ASSIGNMENT 1 »
For the unemployment fraud article, say whether each statement agrees with it, answering yes or no and quoting the words that decide it: (a) The debit cards came from a processing center in Tennessee. (b) Cofield applied for unemployment benefits. (c) More than 400,000 claims have been confirmed as fraudulent.
ASSIGNMENT 2 »
Rewrite the unemployment fraud article between "On Wednesday, the" and "his stolen identity.", inclusive, changing "blocked" to "canceled".

BALTIMORE — Several state and federal agencies are investigating how a Maryland worker received 23 fraudulent unemployment debit cards.
Last week, Dr. Keenan Cofield first told WMAR-2 News Mallory Sofastaii that he had received 18 UI debit cards but never applied for benefits. On Tuesday, five more were sent to addresses connected to Cofield, bringing the total to 23 debit cards.
The debit cards were in other people's names and issued from the Bank of America processing center in Gray, Tennessee.
Cofield thought he had been communicating with a potential investor for several tech projects, but knew it was a scam when he received the unemployment debit cards. Cofield tried delivering them to the Maryland Department of Labor and notifying the Governor’s Office. WMAR-2 News put him in touch with Maryland State Police.
On Wednesday, the Department of Labor confirmed all debit cards sent to Cofield had been blocked as well as claims fraudulent filed in his name using his stolen identity.
The agency is actively investigating this case in coordination with the Maryland State Police, the U.S. Department of Labor’s Office of the Inspector General and the U.S. Attorney's Office.
"Maryland, like states across the nation, continues to see bad actors and fraudsters using illegally obtained data to file fraudulent unemployment insurance claims," wrote Fallon Pearre, director of communications for the Maryland Department of Labor.
As of February 23, 447,817 in-state and out-of-state claims have been flagged for fraud since the beginning of the pandemic. Of those claims flagged, 384,651 (85.89%) have been confirmed as being fraudulent.

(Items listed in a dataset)
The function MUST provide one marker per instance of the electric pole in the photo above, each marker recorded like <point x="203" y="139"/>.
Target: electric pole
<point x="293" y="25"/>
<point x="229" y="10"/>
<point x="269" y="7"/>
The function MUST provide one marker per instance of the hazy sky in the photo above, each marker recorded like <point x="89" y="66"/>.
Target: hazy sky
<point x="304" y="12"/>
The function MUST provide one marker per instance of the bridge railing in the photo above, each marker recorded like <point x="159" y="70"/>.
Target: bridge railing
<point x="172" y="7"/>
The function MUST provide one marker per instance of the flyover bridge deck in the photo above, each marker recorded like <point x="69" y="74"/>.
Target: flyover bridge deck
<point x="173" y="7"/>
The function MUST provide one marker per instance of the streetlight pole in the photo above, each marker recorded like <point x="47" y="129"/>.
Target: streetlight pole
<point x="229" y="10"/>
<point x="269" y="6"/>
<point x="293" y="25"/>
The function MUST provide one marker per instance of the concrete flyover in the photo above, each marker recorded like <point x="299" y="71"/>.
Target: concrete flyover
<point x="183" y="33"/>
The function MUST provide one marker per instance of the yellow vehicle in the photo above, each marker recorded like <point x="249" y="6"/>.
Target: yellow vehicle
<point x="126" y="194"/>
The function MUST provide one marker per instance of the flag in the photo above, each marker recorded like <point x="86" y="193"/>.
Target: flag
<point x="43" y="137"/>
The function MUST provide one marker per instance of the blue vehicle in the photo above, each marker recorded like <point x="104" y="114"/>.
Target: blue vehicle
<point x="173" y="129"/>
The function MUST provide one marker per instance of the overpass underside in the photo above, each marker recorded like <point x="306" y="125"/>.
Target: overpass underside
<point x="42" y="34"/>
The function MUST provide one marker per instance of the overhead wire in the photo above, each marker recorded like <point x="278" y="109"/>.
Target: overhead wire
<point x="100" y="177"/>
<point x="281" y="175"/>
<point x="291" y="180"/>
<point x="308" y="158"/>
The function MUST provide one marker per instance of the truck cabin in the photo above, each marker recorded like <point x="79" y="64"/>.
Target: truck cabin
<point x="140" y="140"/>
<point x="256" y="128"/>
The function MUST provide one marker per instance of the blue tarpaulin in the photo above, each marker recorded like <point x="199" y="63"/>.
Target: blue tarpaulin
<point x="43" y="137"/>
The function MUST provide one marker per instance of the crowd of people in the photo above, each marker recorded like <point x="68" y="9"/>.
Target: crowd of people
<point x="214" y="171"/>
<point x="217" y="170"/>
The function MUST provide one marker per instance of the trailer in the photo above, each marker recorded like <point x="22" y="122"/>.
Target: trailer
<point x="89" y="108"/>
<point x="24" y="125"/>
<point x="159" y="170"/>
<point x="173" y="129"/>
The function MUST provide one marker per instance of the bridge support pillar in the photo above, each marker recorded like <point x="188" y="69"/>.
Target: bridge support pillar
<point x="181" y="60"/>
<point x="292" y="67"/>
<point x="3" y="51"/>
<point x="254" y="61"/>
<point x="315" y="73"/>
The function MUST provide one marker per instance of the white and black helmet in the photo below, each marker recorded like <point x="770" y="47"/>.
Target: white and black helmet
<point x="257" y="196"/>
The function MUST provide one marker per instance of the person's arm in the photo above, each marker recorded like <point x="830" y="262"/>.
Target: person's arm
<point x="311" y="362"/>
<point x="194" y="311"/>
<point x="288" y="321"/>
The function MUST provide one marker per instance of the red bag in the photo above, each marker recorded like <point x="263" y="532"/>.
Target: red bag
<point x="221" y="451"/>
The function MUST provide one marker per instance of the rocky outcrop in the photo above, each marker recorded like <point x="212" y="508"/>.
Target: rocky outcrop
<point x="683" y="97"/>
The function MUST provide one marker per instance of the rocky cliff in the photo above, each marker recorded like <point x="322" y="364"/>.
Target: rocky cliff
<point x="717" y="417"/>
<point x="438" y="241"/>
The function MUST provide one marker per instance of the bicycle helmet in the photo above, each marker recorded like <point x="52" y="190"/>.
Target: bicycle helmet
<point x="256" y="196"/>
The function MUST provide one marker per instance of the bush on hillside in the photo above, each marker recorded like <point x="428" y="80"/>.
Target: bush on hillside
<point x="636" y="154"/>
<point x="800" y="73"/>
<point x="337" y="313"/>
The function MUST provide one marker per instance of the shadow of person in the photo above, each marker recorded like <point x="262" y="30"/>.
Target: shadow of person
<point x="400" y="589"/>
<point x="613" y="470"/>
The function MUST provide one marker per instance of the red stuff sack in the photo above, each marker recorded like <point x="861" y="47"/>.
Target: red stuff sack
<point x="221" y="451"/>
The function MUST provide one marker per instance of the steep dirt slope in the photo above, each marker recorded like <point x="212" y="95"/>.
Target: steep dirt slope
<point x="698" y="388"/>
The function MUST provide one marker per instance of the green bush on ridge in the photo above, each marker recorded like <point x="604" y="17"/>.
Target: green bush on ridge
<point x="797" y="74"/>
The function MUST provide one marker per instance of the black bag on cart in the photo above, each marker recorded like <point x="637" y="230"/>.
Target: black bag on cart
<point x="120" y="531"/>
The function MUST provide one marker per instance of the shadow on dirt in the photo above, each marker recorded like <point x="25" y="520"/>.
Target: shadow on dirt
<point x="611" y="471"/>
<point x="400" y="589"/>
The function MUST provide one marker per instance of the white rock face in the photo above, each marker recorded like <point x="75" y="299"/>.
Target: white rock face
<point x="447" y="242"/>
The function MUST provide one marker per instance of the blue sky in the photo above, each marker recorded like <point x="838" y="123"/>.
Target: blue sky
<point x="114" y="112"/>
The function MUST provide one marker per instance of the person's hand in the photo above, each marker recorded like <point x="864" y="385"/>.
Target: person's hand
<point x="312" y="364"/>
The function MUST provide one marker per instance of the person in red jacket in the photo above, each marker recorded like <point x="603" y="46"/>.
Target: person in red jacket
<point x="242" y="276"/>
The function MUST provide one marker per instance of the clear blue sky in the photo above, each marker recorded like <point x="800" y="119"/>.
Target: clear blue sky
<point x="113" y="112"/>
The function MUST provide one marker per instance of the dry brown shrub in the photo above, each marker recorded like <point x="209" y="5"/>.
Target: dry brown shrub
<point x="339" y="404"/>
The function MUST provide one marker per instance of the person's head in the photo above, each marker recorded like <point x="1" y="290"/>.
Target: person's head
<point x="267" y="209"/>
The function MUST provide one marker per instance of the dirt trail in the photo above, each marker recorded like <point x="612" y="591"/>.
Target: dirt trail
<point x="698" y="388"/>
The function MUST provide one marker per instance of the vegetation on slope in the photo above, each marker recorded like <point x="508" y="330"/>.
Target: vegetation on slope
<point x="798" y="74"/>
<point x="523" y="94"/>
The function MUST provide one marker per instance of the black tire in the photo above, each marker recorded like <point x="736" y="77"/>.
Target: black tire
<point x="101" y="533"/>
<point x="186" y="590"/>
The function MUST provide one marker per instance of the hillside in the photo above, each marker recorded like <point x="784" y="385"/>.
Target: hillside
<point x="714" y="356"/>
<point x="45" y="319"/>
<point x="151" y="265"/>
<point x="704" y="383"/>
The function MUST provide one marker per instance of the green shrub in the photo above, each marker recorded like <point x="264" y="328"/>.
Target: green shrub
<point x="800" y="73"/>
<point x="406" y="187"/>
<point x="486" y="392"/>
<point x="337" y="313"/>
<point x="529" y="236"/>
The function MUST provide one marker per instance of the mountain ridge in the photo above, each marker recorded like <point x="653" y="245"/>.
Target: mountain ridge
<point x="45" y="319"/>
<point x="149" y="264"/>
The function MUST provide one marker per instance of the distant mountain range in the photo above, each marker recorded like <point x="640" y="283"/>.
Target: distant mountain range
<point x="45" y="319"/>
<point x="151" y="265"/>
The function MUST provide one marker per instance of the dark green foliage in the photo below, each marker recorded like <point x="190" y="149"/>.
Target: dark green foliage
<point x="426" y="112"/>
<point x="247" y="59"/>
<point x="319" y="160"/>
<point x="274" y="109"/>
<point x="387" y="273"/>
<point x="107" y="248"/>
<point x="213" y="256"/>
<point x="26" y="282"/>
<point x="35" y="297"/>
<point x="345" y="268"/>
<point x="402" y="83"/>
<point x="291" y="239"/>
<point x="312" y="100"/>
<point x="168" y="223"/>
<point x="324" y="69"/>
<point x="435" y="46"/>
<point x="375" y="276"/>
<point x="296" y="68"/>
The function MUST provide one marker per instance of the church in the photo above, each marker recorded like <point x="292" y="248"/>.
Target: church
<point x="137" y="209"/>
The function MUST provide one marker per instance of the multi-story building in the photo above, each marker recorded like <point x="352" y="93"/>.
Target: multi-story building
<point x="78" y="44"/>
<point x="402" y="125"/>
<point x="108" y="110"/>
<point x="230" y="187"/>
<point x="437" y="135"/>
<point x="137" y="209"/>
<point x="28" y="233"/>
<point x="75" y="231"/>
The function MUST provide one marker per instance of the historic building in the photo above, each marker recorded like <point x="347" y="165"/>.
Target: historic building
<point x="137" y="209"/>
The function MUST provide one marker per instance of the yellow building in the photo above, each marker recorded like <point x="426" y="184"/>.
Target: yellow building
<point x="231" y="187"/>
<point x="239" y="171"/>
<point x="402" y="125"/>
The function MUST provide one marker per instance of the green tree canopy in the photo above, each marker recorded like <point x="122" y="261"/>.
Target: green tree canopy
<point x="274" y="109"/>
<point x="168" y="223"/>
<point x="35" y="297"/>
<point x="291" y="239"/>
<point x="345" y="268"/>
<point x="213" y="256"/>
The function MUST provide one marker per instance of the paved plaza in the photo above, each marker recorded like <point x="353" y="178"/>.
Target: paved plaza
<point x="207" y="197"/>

RESPONSE BOX 1 »
(a) Yes: "issued from the Bank of America processing center in Gray, Tennessee"
(b) No: "never applied for benefits"
(c) No: "384,651 (85.89%) have been confirmed as being fraudulent"

RESPONSE BOX 2 »
On Wednesday, the Department of Labor confirmed all debit cards sent to Cofield had been canceled as well as claims fraudulent filed in his name using his stolen identity.